» What needs to be done: Rewrite the records below, substituting "marker" for every occurrence of "keypoint" and leaving everything else unchanged.

Saved data entries:

[start]

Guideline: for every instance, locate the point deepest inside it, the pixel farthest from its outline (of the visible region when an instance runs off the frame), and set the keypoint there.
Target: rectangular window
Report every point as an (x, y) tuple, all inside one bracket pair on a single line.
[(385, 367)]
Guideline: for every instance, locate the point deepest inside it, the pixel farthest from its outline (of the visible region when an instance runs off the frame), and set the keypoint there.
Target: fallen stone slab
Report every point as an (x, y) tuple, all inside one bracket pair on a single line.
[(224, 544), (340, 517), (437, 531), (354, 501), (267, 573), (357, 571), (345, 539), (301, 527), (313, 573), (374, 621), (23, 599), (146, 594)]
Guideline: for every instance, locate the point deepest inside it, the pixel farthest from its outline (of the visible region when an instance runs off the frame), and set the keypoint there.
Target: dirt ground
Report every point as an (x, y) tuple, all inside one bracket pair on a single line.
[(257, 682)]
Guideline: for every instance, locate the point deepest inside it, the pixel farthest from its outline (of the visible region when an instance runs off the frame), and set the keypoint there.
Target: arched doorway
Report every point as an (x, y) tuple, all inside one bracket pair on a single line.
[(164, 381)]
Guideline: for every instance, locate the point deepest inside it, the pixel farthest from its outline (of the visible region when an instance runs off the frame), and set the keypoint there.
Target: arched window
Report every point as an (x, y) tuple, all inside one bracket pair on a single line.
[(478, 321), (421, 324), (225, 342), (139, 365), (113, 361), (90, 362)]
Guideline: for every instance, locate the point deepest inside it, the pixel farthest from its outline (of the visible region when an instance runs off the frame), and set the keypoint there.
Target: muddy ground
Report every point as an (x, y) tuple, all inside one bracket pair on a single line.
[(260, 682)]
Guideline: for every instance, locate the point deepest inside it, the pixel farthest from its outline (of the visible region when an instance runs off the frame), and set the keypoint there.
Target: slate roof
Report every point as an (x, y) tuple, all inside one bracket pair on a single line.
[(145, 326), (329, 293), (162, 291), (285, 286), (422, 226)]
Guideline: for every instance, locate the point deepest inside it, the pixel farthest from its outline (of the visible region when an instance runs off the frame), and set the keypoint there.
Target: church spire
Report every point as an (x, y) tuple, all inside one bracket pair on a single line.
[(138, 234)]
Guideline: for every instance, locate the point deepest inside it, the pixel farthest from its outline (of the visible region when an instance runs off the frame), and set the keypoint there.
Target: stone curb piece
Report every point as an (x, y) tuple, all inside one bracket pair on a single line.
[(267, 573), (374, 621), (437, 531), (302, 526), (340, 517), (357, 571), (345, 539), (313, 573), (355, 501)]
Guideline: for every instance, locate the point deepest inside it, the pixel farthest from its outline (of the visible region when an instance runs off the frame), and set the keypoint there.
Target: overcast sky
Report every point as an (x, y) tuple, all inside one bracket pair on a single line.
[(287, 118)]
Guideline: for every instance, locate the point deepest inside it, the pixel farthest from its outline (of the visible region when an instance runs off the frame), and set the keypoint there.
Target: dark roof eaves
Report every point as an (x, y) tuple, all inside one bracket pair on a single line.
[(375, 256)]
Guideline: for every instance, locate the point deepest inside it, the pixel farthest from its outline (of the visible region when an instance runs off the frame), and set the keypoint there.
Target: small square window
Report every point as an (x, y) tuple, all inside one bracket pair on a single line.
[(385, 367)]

[end]

» Problem solution:
Guideline: for every instance, locate the point deepest inside it, the pixel farthest from its outline (of the visible region when an instance runs off the frame), and set the marker there.
Target: rectangular window
Report every point as an (x, y) tuple, all inside one bracket pair on a single line.
[(385, 367)]
Guideline: for every instance, locate the point deepest inside it, the pixel farthest from its outline (of the visible region when an instance runs off the frame), and set the marker there.
Target: fallen stone slab
Report every point as an (x, y) tuple, all inside one bracket pair on a single line.
[(224, 544), (340, 517), (437, 531), (354, 501), (267, 573), (357, 571), (345, 539), (301, 527), (313, 573), (374, 621), (23, 599), (146, 594)]
Guideline: for every instance, locate the point deepest inside it, the pixel farthest from its outline (of the visible region when an instance runs off the frame), and set the marker there.
Target: dirt ground
Report every point as an (x, y) tuple, all inside one bracket pair on a single line.
[(257, 682)]
Guideline: for every instance, locate the point deepest inside it, the pixel farthest from its outline (of the visible region when an instance runs off the frame), and set the marker there.
Target: arched doorway
Report every point as an (x, y) tuple, all inside one bracket pair on a single line.
[(164, 381)]
Guideline: for every instance, locate the point deepest inside it, the pixel farthest from its outline (of the visible region when an instance runs off the frame), and set the marker there.
Target: arched window
Report every point as an (x, y) tuple, all inside one bracket pair on a single line.
[(478, 321), (421, 324), (225, 342), (139, 365), (113, 361), (90, 362)]
Guideline: for every instance, locate the point deepest inside it, the pixel farthest from its outline (of the visible region when an instance runs off the frame), and set the marker there.
Target: muddy ground
Report every point as an (x, y) tuple, all inside one bracket pair on a single line.
[(260, 682)]
Guideline: for every instance, locate the point deepest inside it, the pixel farthest from its outline (of the visible region when an instance runs off the frame), and set the marker there.
Target: slate roof
Report every point as an (x, y) tuple, all inside one bracket pair on a single line.
[(145, 326), (329, 293), (162, 291), (285, 286), (422, 226)]
Guideline: for every instance, locate the point deepest inside it, the pixel farthest from its outline (of the visible region when an instance runs off the frame), and set the marker there.
Target: church spire
Report every point as an (x, y) tuple, all inside one bracket pair on a single line.
[(138, 234)]
Guideline: for every instance, locate the point deepest inside it, the pixel farthest from its outline (of the visible region when an instance runs off the frame), and set the marker there.
Target: stone curb piece
Report every point as an (x, y) tuple, all inside one bracket pair on a single line.
[(267, 573), (374, 621), (437, 531), (302, 526), (340, 517), (357, 571), (345, 539), (313, 573), (355, 501)]
Guideline: for every instance, locate the point deepest inside it, the pixel farthest from its outline (of the visible region when an instance runs off the frame), and set the marker there.
Target: overcast sky
Report every point as an (x, y) tuple, all inside one bracket pair on a single line.
[(287, 118)]
Guideline: for every instance, locate the point deepest inside it, the pixel farthest from its outline (of the visible region when an instance runs off the frame), and set the marker there.
Target: dark roof eaves
Report every point as an (x, y) tuple, all inside one bracket pair on a single line.
[(375, 256)]
Guideline: for every instance, locate the point deepest inside it, the pixel farthest from its outline (of the visible region when an instance runs off the frame), and set the marker there.
Target: small square window
Report every point as an (x, y) tuple, all inside one bracket pair on a single line.
[(385, 367)]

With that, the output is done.